Task statement:
Lines in the listing below that include the word "skin" need to be copied.

[[ Task material open ]]

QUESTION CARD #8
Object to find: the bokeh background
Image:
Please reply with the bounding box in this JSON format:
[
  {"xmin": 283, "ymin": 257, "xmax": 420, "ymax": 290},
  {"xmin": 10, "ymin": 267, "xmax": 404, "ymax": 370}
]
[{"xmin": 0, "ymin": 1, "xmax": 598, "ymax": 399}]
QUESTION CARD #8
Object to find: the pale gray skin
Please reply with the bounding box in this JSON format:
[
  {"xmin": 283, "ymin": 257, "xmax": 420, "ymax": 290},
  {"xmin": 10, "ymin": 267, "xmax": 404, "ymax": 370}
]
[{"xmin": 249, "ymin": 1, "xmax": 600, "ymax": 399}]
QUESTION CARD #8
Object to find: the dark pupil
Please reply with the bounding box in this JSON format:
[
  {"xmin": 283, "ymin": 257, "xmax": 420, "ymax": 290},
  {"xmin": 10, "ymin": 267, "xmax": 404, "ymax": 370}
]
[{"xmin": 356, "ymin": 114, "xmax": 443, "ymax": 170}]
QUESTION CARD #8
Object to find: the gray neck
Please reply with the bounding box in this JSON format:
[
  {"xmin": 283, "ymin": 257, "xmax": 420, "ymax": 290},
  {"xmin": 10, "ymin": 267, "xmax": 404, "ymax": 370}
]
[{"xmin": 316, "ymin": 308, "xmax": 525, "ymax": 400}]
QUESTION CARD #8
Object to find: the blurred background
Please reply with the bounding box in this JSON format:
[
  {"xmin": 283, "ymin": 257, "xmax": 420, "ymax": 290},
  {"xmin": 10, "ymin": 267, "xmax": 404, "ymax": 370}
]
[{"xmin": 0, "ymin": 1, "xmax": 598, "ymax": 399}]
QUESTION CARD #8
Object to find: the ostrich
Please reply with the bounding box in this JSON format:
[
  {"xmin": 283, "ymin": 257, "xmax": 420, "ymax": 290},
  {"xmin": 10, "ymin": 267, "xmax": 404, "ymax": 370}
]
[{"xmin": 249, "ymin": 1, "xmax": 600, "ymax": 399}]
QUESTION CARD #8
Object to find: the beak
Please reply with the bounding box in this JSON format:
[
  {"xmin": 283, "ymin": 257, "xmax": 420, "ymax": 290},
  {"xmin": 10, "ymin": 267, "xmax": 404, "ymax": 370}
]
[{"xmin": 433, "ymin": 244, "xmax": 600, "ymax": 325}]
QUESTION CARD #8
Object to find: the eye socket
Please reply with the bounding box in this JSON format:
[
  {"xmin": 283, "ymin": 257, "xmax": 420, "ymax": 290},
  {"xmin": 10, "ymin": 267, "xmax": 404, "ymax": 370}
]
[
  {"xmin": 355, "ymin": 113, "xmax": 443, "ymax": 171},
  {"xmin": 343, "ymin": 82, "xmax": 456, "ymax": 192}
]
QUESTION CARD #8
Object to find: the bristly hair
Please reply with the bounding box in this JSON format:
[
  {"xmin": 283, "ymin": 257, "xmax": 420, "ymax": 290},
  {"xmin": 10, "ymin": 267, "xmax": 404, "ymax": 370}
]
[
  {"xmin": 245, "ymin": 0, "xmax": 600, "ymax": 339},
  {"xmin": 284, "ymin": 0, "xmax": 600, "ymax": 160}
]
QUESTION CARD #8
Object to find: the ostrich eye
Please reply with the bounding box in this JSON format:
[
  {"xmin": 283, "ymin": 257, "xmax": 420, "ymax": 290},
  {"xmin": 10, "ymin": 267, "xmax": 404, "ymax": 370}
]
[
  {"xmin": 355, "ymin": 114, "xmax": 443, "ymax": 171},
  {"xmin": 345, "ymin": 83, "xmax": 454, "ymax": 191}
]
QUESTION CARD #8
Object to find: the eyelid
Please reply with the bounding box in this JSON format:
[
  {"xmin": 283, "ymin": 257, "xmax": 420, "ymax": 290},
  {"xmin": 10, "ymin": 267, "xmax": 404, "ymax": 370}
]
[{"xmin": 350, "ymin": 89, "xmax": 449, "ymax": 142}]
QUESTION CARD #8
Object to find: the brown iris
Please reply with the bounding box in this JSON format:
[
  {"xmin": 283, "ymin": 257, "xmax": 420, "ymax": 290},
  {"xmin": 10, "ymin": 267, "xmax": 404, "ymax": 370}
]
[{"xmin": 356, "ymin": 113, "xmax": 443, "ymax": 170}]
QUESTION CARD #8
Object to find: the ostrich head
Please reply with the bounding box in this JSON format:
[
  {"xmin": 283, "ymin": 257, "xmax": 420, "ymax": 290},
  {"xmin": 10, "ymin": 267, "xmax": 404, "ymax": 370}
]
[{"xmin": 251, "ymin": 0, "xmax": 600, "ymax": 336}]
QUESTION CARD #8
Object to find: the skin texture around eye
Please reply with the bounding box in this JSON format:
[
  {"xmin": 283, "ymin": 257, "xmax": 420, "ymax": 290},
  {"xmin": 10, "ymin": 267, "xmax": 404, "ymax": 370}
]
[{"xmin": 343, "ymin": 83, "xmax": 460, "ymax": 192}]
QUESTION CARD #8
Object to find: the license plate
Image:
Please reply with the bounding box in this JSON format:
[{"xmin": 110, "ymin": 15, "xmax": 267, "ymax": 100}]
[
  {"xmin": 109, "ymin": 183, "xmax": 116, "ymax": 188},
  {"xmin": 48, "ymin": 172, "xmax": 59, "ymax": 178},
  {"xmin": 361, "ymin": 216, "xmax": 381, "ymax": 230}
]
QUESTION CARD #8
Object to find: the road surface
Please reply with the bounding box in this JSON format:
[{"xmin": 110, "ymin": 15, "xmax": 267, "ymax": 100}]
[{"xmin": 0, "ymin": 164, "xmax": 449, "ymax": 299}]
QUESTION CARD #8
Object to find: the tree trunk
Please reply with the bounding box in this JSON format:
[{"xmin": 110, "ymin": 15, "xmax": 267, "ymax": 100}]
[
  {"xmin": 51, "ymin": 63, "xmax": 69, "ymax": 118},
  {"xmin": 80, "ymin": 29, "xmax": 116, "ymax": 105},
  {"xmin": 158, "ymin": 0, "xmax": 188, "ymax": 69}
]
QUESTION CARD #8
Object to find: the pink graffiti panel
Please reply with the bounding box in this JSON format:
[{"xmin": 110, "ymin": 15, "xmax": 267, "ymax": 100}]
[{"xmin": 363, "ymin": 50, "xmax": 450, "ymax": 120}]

[[ Task material closed ]]

Output:
Object to find: the pale gray skin
Object to find: the skin texture around eye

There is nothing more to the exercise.